__Quoted passage__
====================
The disadvantage of the method is dispersion in an aqueous environment, which makes the proposed method inapplicable for obtaining microcapsules of water-soluble drugs in water-soluble polymers.

The technical task is to simplify and accelerate the process of obtaining nanocapsules, reducing losses when obtaining nanocapsules (increasing the mass yield).

The solution to the technical problem is achieved by a method for producing sodium nucleinate nanocapsules, characterized in that sodium alginate is used as the shell of the nanocapsules, and sodium nucleinate is used as the core when producing nanocapsules by non-solvent precipitation using freon-112 as a precipitant, the process of obtaining nanocapsules is carried out without special equipment.

A distinctive feature of the proposed method is the preparation of nanocapsules by non-solvent precipitation using freon-112 as a precipitant, as well as the use of sodium alginate as a particle shell and sodium nucleinate as a core.

The result of the proposed method is the production of sodium nucleinate nanocapsules.
====================
__Collected data__

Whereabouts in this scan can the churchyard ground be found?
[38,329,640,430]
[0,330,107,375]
====================
__Exercise description__
From the passage on sodium nucleinate nanocapsules, reproduce word for word the stretch that begins at the words "The disadvantage of" and stops after the words "the mass yield).".

__Written reply__
The disadvantage of the method is dispersion in an aqueous environment, which makes the proposed method inapplicable for obtaining microcapsules of water-soluble drugs in water-soluble polymers.

The technical task is to simplify and accelerate the process of obtaining nanocapsules, reducing losses when obtaining nanocapsules (increasing the mass yield).